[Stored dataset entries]
--
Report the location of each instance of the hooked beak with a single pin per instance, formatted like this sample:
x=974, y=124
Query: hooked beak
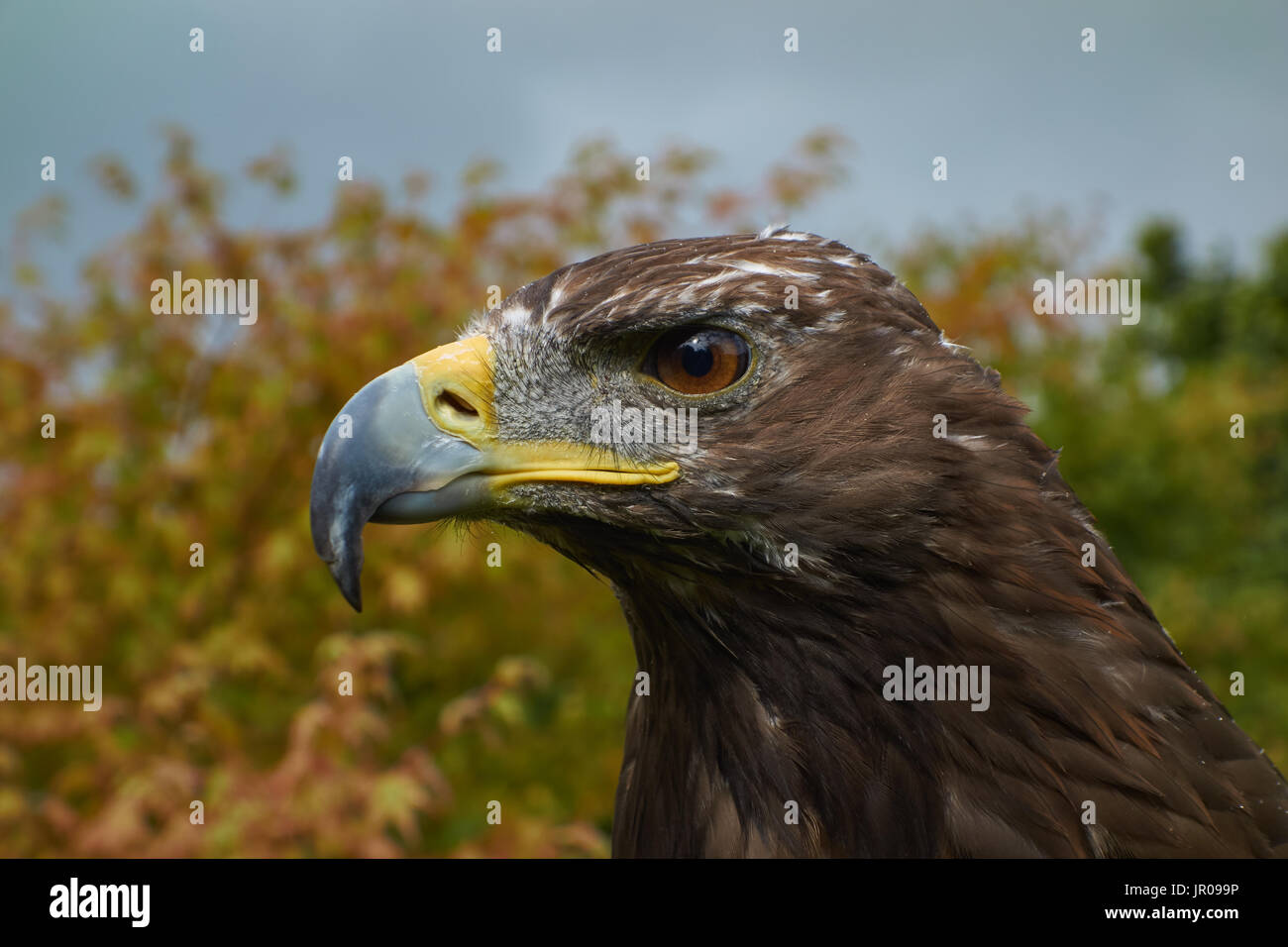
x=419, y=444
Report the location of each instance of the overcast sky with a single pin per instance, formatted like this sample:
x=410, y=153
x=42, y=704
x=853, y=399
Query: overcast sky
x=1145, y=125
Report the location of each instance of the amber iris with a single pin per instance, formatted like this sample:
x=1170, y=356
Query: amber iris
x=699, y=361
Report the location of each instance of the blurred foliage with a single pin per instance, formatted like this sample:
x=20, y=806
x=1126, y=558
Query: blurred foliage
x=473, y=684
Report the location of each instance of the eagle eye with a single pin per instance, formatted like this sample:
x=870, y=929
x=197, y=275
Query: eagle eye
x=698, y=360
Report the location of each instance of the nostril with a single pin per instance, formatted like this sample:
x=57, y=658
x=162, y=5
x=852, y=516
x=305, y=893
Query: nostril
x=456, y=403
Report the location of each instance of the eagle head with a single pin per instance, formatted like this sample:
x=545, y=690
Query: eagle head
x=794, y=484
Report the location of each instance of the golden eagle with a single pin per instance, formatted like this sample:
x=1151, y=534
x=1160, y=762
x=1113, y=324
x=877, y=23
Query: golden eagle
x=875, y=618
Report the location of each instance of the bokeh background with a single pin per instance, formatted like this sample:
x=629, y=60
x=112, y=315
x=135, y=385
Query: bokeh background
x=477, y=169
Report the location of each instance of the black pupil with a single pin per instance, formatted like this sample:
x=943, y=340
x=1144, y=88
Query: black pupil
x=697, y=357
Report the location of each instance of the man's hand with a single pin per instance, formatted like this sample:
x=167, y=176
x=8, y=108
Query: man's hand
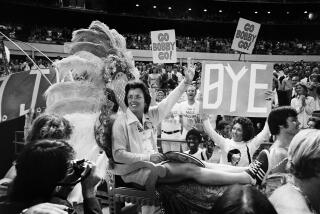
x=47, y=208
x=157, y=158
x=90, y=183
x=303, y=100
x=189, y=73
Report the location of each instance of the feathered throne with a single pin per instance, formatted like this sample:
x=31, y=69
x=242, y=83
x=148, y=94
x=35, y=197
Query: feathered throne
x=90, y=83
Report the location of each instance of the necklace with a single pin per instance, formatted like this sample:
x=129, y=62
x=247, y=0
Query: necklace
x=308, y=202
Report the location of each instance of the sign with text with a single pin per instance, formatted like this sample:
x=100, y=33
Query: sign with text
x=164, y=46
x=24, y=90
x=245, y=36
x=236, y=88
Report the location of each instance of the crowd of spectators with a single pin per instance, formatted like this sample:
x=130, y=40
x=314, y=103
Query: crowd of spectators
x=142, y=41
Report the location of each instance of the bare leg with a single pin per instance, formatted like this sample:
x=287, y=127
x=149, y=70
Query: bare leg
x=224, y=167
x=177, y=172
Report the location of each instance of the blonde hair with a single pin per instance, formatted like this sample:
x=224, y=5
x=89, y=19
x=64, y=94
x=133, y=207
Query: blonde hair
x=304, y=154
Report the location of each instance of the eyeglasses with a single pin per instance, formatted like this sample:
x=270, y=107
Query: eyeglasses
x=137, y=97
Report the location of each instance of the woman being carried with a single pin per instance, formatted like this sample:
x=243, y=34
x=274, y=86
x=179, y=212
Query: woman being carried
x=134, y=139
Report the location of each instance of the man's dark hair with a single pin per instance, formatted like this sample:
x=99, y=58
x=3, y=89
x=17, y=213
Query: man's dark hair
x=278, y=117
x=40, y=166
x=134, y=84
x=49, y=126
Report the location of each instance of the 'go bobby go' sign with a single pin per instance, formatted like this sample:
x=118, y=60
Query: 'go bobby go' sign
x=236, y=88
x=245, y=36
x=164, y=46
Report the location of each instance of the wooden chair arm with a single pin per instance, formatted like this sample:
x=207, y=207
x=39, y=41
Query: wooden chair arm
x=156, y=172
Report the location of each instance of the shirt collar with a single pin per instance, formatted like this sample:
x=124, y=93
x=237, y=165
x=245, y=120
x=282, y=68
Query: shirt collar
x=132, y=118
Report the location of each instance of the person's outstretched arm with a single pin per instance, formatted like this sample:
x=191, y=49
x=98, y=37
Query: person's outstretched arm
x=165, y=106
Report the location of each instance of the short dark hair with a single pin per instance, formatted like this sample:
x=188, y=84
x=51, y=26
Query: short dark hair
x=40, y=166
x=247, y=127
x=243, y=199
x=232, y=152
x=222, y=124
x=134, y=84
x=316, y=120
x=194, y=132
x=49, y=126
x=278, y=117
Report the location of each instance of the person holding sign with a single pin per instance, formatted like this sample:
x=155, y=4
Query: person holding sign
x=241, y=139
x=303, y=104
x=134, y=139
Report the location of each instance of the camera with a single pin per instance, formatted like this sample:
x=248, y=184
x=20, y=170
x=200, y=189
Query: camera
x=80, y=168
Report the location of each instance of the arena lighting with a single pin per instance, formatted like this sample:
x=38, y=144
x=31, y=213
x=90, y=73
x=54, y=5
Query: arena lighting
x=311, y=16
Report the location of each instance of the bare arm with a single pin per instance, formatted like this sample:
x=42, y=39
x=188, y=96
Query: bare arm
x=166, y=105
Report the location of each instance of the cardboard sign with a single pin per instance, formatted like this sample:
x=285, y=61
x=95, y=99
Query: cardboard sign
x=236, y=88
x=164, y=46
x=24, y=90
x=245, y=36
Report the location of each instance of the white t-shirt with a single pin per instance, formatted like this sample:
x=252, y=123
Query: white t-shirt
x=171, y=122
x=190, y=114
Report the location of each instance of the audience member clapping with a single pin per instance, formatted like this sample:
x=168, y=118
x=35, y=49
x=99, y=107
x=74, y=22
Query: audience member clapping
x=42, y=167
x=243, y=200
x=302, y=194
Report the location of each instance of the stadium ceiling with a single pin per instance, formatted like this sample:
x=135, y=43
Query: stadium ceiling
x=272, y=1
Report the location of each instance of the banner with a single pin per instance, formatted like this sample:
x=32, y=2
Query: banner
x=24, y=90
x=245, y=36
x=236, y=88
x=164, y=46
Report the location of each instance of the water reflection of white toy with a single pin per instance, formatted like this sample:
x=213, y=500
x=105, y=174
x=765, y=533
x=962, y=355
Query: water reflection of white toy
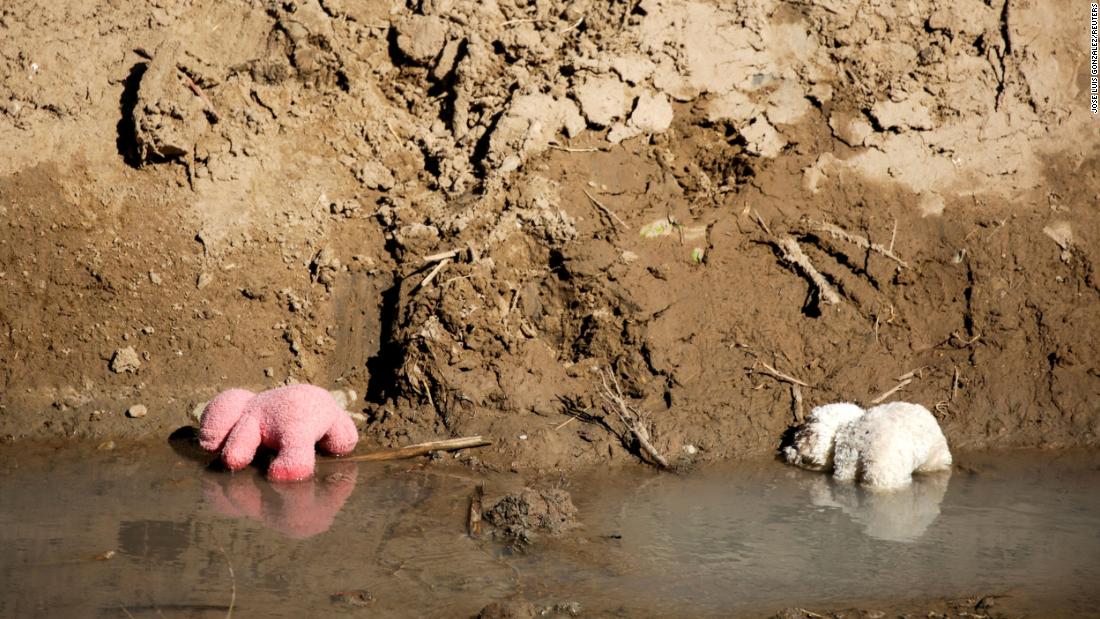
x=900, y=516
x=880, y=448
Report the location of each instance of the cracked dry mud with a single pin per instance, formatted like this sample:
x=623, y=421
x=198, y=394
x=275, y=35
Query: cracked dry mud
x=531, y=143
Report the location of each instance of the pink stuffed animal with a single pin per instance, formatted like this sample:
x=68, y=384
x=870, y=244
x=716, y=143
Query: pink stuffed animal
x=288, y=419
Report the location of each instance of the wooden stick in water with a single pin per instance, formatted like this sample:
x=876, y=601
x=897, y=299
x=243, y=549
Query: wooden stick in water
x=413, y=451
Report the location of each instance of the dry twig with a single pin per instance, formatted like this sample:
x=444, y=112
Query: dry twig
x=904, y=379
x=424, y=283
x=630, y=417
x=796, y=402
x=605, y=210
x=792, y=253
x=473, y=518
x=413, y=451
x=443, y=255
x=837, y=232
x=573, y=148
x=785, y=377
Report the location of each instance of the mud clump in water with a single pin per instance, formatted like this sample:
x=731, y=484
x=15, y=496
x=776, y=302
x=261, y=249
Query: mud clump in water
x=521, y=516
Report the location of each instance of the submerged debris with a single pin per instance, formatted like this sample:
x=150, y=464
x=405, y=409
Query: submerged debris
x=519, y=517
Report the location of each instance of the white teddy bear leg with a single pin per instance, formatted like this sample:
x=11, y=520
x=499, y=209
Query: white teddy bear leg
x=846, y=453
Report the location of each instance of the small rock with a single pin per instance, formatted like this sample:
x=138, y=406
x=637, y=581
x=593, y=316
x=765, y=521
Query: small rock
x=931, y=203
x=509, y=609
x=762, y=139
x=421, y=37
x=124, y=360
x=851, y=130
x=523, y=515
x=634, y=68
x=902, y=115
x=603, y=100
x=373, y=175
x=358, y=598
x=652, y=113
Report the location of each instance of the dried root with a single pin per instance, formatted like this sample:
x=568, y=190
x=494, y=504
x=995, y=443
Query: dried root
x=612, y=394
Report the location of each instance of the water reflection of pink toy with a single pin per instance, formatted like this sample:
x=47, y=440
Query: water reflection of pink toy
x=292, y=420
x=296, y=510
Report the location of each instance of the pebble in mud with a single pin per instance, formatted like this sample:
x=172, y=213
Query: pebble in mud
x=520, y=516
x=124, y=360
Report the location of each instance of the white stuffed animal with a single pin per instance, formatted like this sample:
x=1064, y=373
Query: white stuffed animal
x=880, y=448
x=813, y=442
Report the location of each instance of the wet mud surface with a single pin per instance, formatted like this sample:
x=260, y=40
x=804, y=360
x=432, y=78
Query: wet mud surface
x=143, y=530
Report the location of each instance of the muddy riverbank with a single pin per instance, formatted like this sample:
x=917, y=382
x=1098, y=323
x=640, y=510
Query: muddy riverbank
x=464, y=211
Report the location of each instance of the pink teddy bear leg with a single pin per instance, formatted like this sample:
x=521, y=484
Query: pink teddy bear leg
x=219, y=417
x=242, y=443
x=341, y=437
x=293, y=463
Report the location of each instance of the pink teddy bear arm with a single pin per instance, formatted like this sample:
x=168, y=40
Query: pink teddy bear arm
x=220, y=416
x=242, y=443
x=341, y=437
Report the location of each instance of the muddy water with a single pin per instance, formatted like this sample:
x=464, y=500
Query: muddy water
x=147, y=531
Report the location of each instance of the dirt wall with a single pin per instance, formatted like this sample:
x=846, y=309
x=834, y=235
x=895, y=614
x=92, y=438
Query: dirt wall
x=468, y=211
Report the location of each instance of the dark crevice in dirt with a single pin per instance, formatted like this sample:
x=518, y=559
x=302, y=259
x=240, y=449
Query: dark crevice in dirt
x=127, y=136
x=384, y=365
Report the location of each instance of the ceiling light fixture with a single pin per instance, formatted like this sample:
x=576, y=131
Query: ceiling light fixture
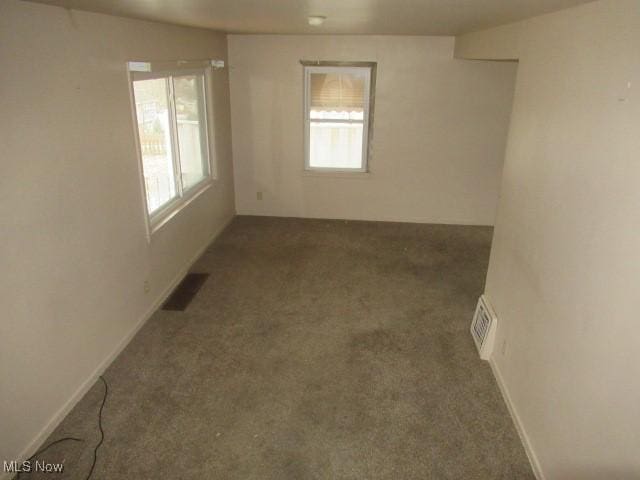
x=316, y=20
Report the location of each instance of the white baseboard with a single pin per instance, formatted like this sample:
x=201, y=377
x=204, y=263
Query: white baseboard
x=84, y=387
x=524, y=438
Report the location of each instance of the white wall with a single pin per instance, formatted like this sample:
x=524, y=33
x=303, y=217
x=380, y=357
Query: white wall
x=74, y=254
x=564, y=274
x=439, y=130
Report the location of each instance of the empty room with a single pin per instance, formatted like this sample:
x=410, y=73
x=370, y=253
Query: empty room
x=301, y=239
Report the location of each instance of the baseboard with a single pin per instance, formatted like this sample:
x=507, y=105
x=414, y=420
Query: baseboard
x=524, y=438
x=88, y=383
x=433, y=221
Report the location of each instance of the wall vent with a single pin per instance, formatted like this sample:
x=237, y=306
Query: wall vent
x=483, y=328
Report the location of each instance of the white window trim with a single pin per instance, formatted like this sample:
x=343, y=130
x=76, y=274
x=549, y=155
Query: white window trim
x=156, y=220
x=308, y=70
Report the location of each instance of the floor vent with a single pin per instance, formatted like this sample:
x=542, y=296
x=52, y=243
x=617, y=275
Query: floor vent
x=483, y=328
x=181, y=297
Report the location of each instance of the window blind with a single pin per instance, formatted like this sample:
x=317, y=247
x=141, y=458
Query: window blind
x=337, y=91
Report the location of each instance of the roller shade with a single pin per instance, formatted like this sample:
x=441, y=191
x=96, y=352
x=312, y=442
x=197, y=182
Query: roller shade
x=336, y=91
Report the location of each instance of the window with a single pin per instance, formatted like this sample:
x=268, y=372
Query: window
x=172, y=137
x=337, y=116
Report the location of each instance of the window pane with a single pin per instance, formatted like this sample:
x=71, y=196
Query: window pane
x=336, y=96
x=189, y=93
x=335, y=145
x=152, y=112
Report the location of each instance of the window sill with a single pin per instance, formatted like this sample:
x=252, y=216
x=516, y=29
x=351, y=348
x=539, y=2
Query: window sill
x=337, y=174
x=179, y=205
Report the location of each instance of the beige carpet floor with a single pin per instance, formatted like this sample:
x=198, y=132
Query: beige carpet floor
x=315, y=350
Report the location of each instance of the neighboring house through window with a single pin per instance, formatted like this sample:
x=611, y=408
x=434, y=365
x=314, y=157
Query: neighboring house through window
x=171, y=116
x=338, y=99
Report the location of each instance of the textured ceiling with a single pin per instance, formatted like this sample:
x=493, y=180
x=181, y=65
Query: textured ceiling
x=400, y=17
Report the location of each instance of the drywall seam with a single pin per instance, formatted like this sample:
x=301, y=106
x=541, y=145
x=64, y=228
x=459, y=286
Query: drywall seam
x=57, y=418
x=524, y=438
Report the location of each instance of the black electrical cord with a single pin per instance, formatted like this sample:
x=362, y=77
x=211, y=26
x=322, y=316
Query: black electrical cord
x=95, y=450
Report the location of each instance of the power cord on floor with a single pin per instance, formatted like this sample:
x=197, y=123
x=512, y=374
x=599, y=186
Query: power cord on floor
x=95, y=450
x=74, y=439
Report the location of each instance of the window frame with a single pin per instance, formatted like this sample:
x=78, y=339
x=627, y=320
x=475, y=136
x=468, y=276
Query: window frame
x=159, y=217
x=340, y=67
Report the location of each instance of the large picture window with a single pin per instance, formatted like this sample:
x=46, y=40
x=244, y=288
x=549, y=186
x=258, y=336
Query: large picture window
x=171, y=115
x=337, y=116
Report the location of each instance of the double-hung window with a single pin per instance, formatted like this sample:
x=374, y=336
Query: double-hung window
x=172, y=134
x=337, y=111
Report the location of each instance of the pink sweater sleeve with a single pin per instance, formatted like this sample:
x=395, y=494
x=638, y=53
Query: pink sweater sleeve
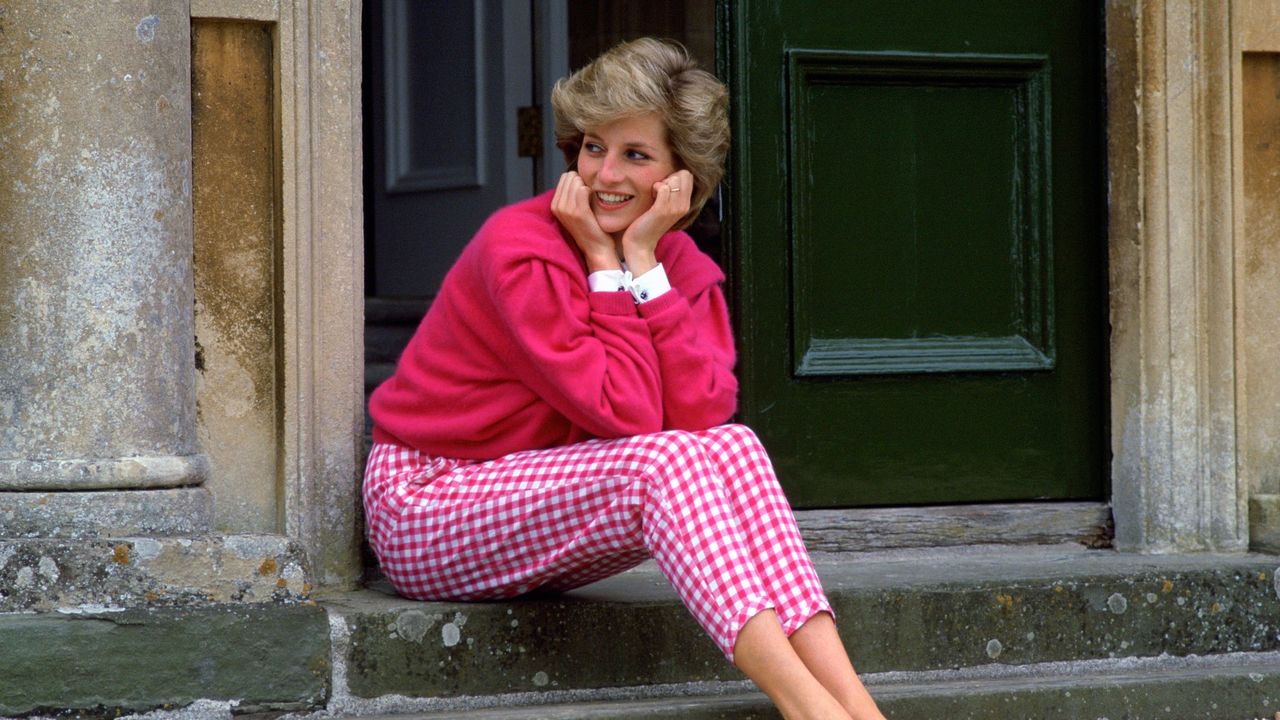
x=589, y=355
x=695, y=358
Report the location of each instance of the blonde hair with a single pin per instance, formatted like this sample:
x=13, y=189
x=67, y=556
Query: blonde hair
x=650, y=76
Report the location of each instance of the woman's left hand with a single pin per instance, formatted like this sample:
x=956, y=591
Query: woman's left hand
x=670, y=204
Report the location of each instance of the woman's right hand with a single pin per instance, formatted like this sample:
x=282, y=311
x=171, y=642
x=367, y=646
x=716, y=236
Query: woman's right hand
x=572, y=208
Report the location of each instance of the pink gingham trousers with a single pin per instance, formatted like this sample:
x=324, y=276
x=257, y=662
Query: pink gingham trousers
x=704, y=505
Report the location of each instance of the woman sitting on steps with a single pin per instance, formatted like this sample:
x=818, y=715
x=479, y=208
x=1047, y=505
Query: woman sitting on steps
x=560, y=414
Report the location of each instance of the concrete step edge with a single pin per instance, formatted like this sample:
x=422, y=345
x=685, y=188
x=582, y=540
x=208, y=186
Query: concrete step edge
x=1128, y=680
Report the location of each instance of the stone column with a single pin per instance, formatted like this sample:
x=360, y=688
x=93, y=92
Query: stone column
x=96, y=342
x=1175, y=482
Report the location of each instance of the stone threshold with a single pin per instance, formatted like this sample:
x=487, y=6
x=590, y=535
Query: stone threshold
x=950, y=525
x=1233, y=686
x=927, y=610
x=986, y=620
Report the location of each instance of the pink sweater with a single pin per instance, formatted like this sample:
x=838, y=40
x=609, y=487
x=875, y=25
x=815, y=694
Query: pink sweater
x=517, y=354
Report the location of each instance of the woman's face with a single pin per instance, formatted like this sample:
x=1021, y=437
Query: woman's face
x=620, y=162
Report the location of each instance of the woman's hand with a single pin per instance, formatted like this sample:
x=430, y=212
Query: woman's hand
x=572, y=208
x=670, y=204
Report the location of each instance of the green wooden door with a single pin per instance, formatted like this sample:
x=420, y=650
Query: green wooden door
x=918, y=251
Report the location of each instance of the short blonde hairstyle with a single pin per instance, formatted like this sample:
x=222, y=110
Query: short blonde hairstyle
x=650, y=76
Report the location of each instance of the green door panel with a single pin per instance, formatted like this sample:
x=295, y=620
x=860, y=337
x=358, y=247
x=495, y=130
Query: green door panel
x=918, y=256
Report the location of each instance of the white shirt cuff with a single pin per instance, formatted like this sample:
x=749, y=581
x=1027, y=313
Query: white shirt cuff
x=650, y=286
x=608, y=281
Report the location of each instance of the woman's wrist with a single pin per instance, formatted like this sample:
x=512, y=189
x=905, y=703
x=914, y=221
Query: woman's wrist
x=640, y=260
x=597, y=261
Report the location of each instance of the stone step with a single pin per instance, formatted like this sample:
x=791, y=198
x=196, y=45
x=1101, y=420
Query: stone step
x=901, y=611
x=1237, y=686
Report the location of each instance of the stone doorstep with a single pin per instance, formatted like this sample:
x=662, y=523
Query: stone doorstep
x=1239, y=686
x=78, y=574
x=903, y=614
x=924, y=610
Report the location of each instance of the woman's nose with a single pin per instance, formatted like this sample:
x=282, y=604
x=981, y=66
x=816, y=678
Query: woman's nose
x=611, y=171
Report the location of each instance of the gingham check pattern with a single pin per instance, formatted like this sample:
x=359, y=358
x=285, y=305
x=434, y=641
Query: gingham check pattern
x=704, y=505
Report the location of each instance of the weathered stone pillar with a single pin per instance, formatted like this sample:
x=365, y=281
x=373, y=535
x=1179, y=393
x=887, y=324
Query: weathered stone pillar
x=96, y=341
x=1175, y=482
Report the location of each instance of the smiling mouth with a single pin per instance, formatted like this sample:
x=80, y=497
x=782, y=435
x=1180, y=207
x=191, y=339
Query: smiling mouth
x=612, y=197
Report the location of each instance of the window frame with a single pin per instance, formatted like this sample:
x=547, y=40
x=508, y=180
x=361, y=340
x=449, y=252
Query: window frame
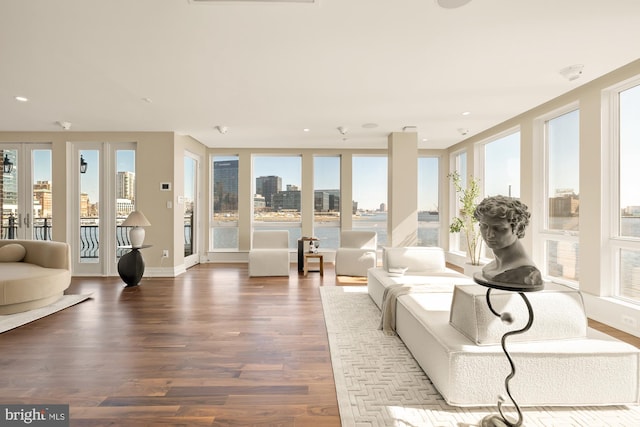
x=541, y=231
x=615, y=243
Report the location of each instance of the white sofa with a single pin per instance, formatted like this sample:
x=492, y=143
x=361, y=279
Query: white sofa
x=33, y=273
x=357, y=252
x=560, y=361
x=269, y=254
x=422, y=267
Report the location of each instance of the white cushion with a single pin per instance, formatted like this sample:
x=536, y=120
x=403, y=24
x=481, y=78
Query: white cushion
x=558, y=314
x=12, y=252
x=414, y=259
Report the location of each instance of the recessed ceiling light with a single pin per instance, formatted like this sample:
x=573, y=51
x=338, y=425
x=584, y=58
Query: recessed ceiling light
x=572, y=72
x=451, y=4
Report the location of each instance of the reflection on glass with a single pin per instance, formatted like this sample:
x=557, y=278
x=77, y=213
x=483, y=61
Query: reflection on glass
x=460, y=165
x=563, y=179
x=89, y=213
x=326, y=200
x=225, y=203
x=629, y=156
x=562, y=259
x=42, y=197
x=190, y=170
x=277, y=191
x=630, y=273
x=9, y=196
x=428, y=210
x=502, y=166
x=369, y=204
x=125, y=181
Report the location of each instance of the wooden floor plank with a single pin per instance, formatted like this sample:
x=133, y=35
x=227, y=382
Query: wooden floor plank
--
## Directions for this task
Copy the entries above word for word, from the line with "Report the location of each instance of the window pane" to the line with "x=74, y=439", including both of those lines.

## Result for this exercise
Report the location of each instance of the window pane with a single pin per instance, formatted like this sample:
x=71, y=196
Query: window pane
x=336, y=96
x=189, y=93
x=335, y=145
x=152, y=112
Report the location of each instance of the window sill with a single pin per instance, formatted like this sample:
x=252, y=216
x=516, y=29
x=351, y=348
x=539, y=2
Query: window sill
x=337, y=174
x=179, y=205
Report the location of each instance of the beige carpet floor with a single pin per instance, formatted like this sample:
x=198, y=132
Query: beige carpet floor
x=315, y=350
Report the location of each instance of the neighboring house through window with a single pin per instance, formatted like this sample:
x=611, y=408
x=434, y=365
x=314, y=157
Query: neighboring house through window
x=171, y=116
x=338, y=99
Report the location of each instance of the textured ceiling with a single pin per instance, formatted like this sample:
x=493, y=180
x=181, y=65
Query: textured ceiling
x=400, y=17
Report the location of each instance of the drywall seam with a single pin per instance, formatted like this sample:
x=301, y=106
x=541, y=145
x=64, y=228
x=459, y=286
Query: drywall seam
x=57, y=418
x=524, y=438
Report the location of each instance of the black electrical cord with a single pin per instance, formatted like this sample:
x=362, y=77
x=211, y=26
x=322, y=316
Query: black electrical cord
x=95, y=450
Report the location of each instance of the power cord on floor with a single pin per instance, formatted like this sample:
x=197, y=123
x=512, y=374
x=599, y=186
Query: power cord on floor
x=95, y=450
x=74, y=439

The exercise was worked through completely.